__Exercise requirements__. Exactly as they appear, copy the lines of the listing from the one containing "Task: mark each instance of the car hubcap" through the final line, both included, and nothing else.
******
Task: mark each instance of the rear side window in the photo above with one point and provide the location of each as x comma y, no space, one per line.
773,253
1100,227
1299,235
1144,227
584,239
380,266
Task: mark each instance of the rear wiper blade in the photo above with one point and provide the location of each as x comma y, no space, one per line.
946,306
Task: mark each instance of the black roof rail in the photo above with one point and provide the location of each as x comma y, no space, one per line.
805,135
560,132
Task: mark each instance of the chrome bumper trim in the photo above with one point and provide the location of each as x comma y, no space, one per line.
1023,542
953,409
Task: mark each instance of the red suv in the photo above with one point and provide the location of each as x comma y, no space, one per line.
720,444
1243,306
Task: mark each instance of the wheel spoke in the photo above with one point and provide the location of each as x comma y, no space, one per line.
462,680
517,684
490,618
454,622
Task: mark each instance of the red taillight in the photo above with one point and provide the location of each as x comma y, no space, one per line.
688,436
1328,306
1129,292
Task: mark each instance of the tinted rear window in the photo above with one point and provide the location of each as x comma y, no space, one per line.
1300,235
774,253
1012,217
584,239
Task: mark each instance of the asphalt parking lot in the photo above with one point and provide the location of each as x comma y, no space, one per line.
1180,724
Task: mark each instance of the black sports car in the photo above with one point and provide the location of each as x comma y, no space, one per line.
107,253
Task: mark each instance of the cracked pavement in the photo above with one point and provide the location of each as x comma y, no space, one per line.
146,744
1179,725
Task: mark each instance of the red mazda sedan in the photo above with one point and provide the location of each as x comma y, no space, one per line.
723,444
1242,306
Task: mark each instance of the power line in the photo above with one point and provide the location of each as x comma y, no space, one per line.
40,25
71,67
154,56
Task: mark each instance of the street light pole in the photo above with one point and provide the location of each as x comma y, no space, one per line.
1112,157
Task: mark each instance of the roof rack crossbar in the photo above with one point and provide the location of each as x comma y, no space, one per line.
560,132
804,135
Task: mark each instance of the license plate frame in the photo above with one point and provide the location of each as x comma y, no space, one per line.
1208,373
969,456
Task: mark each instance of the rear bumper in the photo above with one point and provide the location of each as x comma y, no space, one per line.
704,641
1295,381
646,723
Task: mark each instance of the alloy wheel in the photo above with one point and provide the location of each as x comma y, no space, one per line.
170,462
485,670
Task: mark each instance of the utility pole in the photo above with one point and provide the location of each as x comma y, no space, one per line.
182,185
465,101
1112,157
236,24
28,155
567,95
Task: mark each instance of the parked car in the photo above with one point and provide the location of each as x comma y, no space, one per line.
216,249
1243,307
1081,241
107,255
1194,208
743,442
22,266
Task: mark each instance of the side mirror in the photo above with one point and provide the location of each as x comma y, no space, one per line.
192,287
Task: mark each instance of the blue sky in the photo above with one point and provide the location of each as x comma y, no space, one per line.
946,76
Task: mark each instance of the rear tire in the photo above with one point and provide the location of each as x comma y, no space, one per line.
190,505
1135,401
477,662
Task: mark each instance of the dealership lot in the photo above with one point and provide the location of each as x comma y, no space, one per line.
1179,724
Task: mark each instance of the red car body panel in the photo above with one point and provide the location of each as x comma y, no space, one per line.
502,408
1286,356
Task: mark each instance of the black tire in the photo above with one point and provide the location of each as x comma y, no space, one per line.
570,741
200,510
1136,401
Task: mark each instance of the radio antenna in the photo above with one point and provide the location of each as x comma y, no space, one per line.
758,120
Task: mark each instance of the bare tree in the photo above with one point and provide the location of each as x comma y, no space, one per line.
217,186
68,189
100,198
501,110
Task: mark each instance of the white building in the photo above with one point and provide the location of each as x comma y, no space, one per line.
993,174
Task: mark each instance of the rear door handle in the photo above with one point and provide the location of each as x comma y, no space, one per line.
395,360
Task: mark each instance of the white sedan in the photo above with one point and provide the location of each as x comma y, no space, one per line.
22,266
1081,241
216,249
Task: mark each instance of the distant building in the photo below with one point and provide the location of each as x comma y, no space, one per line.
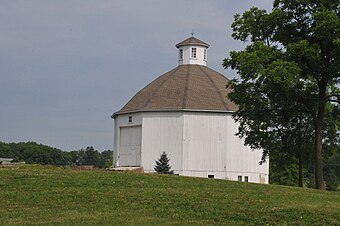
4,161
186,113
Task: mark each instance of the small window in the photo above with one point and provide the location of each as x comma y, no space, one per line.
193,52
181,54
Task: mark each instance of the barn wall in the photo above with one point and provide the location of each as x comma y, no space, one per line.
119,122
197,143
204,142
210,147
162,131
241,160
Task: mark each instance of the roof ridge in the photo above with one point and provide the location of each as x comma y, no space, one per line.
216,88
154,93
185,95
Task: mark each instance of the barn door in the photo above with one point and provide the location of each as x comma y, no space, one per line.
130,146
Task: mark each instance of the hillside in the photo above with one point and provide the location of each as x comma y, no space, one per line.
34,194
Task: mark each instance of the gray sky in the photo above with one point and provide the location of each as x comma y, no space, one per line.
66,66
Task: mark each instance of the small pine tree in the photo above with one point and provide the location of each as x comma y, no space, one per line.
162,165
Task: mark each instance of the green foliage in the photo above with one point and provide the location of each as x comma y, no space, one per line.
37,195
33,153
162,165
288,94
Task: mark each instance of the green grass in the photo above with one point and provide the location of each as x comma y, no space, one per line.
33,195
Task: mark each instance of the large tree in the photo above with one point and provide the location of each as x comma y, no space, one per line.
289,87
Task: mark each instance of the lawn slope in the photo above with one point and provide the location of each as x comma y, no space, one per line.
34,194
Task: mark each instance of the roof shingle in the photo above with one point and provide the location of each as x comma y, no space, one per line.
186,87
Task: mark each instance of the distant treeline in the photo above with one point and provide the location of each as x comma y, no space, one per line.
31,152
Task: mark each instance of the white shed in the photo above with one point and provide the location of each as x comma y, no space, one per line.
186,114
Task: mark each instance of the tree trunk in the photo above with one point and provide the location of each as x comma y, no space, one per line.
300,172
319,181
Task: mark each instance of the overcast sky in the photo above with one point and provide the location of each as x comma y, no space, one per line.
66,66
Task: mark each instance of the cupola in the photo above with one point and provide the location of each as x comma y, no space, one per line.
192,51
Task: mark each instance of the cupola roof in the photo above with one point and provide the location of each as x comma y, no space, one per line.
192,41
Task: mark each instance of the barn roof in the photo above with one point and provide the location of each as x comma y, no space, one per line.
186,87
192,41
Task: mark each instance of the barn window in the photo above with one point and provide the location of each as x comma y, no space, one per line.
193,52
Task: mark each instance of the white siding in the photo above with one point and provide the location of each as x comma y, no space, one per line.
122,121
187,59
130,146
197,143
162,131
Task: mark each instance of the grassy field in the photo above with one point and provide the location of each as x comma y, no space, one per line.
32,195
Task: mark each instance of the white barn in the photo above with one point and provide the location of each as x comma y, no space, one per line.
186,114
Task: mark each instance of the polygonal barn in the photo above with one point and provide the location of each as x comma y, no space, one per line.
186,114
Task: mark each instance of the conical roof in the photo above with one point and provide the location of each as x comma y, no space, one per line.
192,41
185,88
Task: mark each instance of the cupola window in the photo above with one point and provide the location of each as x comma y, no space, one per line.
193,52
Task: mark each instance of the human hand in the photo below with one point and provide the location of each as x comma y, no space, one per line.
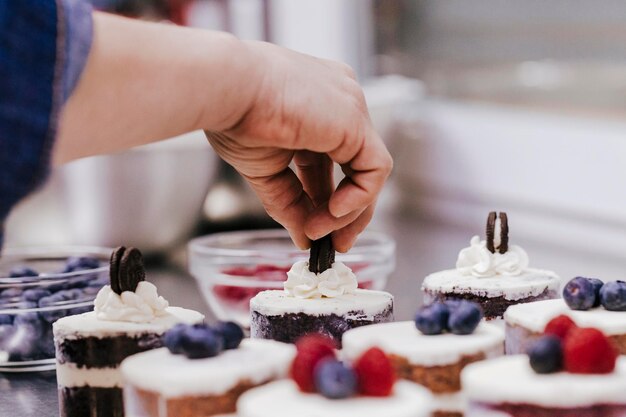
311,112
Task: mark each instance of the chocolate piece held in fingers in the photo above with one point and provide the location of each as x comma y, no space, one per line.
322,255
132,270
490,232
504,233
114,269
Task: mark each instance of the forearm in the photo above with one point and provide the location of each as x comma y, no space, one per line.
145,82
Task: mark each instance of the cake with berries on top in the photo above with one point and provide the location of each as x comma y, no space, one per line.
319,296
586,302
201,372
433,350
492,273
129,317
569,371
321,385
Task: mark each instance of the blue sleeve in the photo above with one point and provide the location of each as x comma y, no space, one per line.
44,46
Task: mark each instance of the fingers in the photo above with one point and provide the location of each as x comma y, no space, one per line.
366,173
315,171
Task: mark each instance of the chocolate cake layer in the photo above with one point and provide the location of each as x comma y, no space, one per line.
530,410
151,403
290,327
94,352
440,379
90,402
493,308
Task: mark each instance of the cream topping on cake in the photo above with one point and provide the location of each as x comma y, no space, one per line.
334,282
142,305
283,399
478,261
534,316
510,379
254,361
87,324
361,304
403,339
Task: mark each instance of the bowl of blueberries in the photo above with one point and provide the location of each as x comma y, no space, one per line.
37,287
232,267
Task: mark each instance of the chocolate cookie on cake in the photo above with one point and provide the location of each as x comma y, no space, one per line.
492,273
129,317
448,337
323,386
586,302
202,371
574,372
319,296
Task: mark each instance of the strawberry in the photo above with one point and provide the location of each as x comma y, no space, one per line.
588,351
311,350
375,373
560,326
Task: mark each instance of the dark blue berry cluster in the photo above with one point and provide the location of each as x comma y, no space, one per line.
585,293
28,311
199,341
456,316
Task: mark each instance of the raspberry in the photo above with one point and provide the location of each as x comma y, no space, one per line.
375,373
560,326
588,351
311,350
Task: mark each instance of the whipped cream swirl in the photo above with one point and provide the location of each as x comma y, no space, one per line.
141,306
478,261
335,281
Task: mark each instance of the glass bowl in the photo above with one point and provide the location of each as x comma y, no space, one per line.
38,286
233,267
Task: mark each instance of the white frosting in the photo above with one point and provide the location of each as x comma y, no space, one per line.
70,375
511,379
530,283
87,324
142,305
334,282
172,376
403,339
478,261
534,316
284,399
362,304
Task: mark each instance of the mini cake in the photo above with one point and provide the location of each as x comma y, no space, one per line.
129,317
429,356
323,386
526,322
573,373
199,376
319,296
493,274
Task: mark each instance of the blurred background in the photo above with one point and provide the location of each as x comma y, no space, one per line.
485,105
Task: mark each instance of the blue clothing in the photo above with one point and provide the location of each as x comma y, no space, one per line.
44,46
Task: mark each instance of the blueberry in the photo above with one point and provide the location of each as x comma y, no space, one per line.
231,332
432,319
35,294
597,285
172,338
79,263
335,380
22,271
546,355
613,296
201,341
464,318
580,294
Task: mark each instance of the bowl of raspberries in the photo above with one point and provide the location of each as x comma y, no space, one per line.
38,286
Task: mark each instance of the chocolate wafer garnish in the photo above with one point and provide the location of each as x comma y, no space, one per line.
322,255
126,269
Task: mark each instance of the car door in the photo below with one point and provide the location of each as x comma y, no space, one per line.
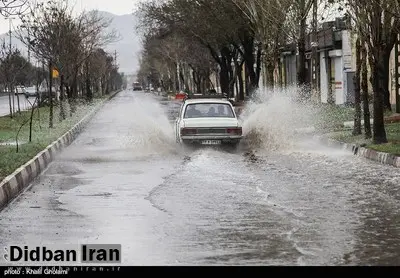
177,125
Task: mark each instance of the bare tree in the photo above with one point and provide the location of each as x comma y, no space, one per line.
13,7
373,21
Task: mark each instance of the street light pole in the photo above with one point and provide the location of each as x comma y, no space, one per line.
314,47
9,56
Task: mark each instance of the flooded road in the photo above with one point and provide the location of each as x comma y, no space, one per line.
125,181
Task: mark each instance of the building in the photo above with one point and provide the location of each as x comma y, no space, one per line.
336,63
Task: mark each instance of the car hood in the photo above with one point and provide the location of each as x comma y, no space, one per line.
210,122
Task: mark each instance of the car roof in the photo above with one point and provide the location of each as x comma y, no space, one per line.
207,100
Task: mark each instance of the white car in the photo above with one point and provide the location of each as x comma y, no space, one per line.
208,122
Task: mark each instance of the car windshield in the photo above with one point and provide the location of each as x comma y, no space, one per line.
204,110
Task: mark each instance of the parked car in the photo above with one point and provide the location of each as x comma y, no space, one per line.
208,121
137,86
31,91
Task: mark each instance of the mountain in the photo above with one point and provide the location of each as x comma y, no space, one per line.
128,46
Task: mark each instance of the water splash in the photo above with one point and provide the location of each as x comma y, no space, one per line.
273,119
150,131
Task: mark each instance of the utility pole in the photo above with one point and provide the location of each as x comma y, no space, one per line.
10,52
397,73
314,58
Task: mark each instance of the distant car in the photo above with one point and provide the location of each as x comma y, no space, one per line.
19,90
31,92
137,86
208,121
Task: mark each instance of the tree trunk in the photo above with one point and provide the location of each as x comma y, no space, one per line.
89,93
241,85
224,79
301,45
10,101
357,95
270,75
365,95
51,116
62,108
385,78
379,132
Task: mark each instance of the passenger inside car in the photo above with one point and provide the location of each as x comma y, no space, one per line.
192,112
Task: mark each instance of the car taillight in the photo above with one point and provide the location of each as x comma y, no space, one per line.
235,130
188,131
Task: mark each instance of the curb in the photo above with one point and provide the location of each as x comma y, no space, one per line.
381,157
20,180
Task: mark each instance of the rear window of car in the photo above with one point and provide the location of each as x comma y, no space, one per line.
204,110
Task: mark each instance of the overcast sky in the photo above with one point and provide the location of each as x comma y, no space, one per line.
123,7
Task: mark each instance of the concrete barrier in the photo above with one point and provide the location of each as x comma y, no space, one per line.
19,181
381,157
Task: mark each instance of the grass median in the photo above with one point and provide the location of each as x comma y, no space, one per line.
392,133
42,135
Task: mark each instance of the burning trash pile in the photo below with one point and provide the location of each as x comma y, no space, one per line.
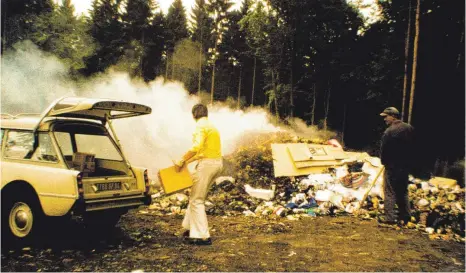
250,187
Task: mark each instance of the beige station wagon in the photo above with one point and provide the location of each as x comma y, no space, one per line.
67,162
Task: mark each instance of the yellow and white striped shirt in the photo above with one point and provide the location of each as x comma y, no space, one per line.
206,140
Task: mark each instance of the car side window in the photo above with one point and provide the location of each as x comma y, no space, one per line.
18,144
45,150
2,133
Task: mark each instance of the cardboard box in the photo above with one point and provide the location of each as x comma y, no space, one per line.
443,182
83,162
173,181
83,157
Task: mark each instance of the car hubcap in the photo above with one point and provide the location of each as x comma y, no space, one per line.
21,219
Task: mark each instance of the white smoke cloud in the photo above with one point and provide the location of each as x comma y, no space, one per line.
31,80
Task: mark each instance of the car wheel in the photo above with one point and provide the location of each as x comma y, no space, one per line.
102,221
21,218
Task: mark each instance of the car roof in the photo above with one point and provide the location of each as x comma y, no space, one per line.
29,122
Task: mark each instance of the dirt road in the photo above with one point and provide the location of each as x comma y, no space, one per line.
147,242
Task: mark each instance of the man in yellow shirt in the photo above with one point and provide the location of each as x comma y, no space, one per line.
207,150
******
__Written solution__.
Task: mark each instance of the car hubcap in the photo above with one point and provide the location of each as x comma y, no space, one per line.
21,219
Task: mark each instance of the white smoke cloud in the photo above with one point and provide the location of each as x comma y, no space, one per line.
31,80
Task: mark each instance of the car wheel in the photo above with one point and provide the location of each as x comma y, no space, one per line.
102,221
21,218
Task: mark each instance of the car roof in the photo above with one point and provide the location of each as x comma y, no space, one per line.
29,122
Task: mark each instance of the dirt road in the photo above with one point and provide the location of each as x comma y, no space, one per line.
147,242
Task: mark each instance of the man in yellow shirt in the photo above with one point and provide the location of each as x comma y, no space, one per line.
207,150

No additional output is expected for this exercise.